Raw records
◆ ◆ ◆ ◆
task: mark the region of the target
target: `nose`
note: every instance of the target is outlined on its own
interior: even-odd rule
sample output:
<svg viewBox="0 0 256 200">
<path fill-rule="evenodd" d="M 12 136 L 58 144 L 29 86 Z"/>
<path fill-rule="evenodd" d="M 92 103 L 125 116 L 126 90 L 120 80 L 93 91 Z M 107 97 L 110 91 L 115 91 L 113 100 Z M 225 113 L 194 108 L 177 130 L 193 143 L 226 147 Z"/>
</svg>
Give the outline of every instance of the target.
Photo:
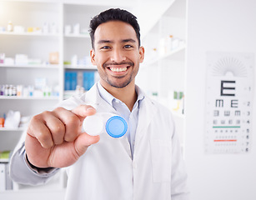
<svg viewBox="0 0 256 200">
<path fill-rule="evenodd" d="M 119 49 L 113 49 L 111 55 L 111 61 L 115 62 L 121 62 L 124 61 L 126 57 L 122 50 Z"/>
</svg>

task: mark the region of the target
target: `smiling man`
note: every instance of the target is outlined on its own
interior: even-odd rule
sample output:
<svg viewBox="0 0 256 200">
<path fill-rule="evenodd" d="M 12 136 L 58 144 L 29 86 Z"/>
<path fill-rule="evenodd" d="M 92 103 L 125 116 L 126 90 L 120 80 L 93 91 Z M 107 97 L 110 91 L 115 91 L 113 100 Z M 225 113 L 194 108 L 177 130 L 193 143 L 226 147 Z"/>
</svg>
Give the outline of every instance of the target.
<svg viewBox="0 0 256 200">
<path fill-rule="evenodd" d="M 66 199 L 188 199 L 172 114 L 135 85 L 144 58 L 136 18 L 109 9 L 94 17 L 90 28 L 91 60 L 100 81 L 33 118 L 25 142 L 12 158 L 12 178 L 44 183 L 67 168 Z M 123 117 L 128 127 L 125 135 L 83 132 L 83 120 L 95 112 Z"/>
</svg>

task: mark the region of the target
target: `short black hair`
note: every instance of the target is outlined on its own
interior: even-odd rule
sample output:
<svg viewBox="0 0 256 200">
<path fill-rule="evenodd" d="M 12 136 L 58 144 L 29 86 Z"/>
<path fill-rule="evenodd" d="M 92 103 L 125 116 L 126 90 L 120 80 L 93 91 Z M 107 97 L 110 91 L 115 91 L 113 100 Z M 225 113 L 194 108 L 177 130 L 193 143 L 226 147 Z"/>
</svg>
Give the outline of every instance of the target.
◆ ◆ ◆ ◆
_What to do_. Please extract every line of the data above without any change, but leave the pictures out.

_Task answer_.
task: mark the region of the target
target: `nose`
note: every instance of the target is outlined on its own
interior: even-odd rule
sample output:
<svg viewBox="0 0 256 200">
<path fill-rule="evenodd" d="M 12 136 L 58 144 L 29 86 Z"/>
<path fill-rule="evenodd" d="M 92 103 L 125 116 L 126 90 L 120 80 L 93 91 Z M 107 97 L 110 91 L 115 91 L 113 100 Z M 225 113 L 194 108 L 177 130 L 193 143 L 226 147 Z"/>
</svg>
Give the outline of every instance of the target.
Photo:
<svg viewBox="0 0 256 200">
<path fill-rule="evenodd" d="M 119 49 L 113 49 L 111 55 L 111 61 L 115 62 L 121 62 L 124 61 L 126 57 L 122 50 Z"/>
</svg>

task: mark the region of the target
target: `smiling man`
note: every instance of the target is outlined on its own
interior: even-odd rule
sample output:
<svg viewBox="0 0 256 200">
<path fill-rule="evenodd" d="M 12 136 L 58 144 L 29 86 Z"/>
<path fill-rule="evenodd" d="M 92 103 L 125 116 L 126 90 L 120 80 L 93 91 Z M 107 97 L 110 91 L 115 91 L 113 100 Z M 225 113 L 194 108 L 177 130 L 193 143 L 226 147 Z"/>
</svg>
Give the outline of every instance of the target.
<svg viewBox="0 0 256 200">
<path fill-rule="evenodd" d="M 66 199 L 188 199 L 172 114 L 135 85 L 144 58 L 136 18 L 109 9 L 94 17 L 90 28 L 91 60 L 100 81 L 33 118 L 25 142 L 12 158 L 12 178 L 44 183 L 67 168 Z M 123 117 L 128 127 L 125 135 L 83 132 L 83 120 L 95 112 Z"/>
</svg>

task: mark the region of the target
target: `short black hair`
note: every instance of the target is outlined on its own
interior: even-odd rule
sample output:
<svg viewBox="0 0 256 200">
<path fill-rule="evenodd" d="M 12 136 L 58 144 L 29 86 Z"/>
<path fill-rule="evenodd" d="M 92 103 L 125 116 L 126 90 L 120 80 L 93 91 Z M 107 97 L 110 91 L 115 91 L 113 100 Z M 225 113 L 194 108 L 177 130 L 193 143 L 226 147 Z"/>
</svg>
Give the outline of every instance of the target.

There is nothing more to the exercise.